**EXCERPTED TEXT**:
-.-.-

According to the Times, a senior State Department official, widely
believed to be Marc Grossman, though still unnamed by the Times'
Insight Team, compromised the investigation when he tipped off a
foreign contact about a CIA front company used to investigate the
illegal proliferation of nuclear technology.
According to The Sunday Times,

The firm, Brewster Jennings & Associates, was a front for Valerie
Plame, the former CIA agent. Her public outing two years later in 2003
by White House officials became a cause célèbre.

Sibel Edmonds' allegations that American moles directly linked to the
American-Turkish Council and a web of Likudnik neoconservatives in the
Pentagon, aided an international for-profit network of nuclear
proliferators, drug traffickers and corrupt U.S. officials intent on
stealing nuclear secrets has been ignored by all U.S. media outlets.
That corporate news outlets are loath to explore the dodgy relations
amongst U.S. officials and the alleged illegal activities of the lobby
group should come as no surprise to attentive readers. Among the
ATC's "partners" can be found high-powered defense and financial firms
such as BAE, Boeing, Northrop Grumman, General Electric, Citigroup and
Milsoft, a Turkish defense firm specializing in "command, control and
tactical data links." All are major beneficiaries of Bush regime
largesse in the form of hefty U.S. government contracts relating to the
so-called "war on terror."

Edmonds told The Sunday Times,

"He [the State Department official] found out about the arrangement ...
and he contacted one of the foreign targets and said ... you need to
stay away from Brewster Jennings because they are a cover for the
government.

"The target ... immediately followed up by calling several people to
warn them about Brewster Jennings.

"At least one of them was at the ATC. This person also called an ISI
person to warn them." If the ISI was made aware of the CIA front
company, then this would almost certainly have damaged the
investigation into the activities of Khan. Plame's cover would also
have been compromised, although Edmonds never heard her name mentioned
on the intercepts. Shortly afterwards, Plame was moved to a different
operation.Former CIA officer Phillip Giraldi told The Sunday Times,
"It's pretty clear Plame was targeting the Turks. If indeed that [State
Department] official was working with the Turks to violate US law on
nuclear exports, it would have been in his interest to alert them to
the fact that this woman's company was affiliated to the CIA. I don't
know if that's treason legally but many people would consider it to be."
Treason or not, the significance of Edmonds' revelations point to an
on-going series of covert relations that link Turkey, Israel and
Pakistan to wider U.S. geopolitical interests for which the "war on
terror" serves as a convenient cover.

-.-.-

**RECORD EXTRACTS**:

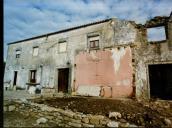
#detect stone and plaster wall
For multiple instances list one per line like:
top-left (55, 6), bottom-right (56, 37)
top-left (75, 46), bottom-right (133, 98)
top-left (133, 17), bottom-right (172, 99)
top-left (4, 23), bottom-right (105, 92)
top-left (4, 19), bottom-right (137, 97)
top-left (4, 17), bottom-right (172, 98)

-.-.-

**TASK REQUIREMENTS**:
a: In the text about Sibel Edmonds' allegations, what was Brewster Jennings & Associates?
b: Rewrite the paragraph beginning "Sibel Edmonds' allegations that American moles" from the text about Sibel Edmonds' allegations in a shorter form, keeping its main facts.
The data is not needed for this work.

**ANSWERS TO THE PROBLEMS**:
a: It was a CIA front company that served as a front for Valerie Plame, the former CIA agent.

b: Sibel Edmonds alleges that American moles linked to the American-Turkish Council and to Likudnik neoconservatives in the Pentagon aided an international for-profit network of nuclear proliferators, drug traffickers and corrupt U.S. officials seeking to steal nuclear secrets. All U.S. media outlets have ignored these claims. Attentive readers should not be surprised that corporate news outlets avoid the subject. The ATC's partners include BAE, Boeing, Northrop Grumman, General Electric, Citigroup and the Turkish defense firm Milsoft. All of them benefit greatly from the Bush regime through large U.S. government contracts tied to the "war on terror."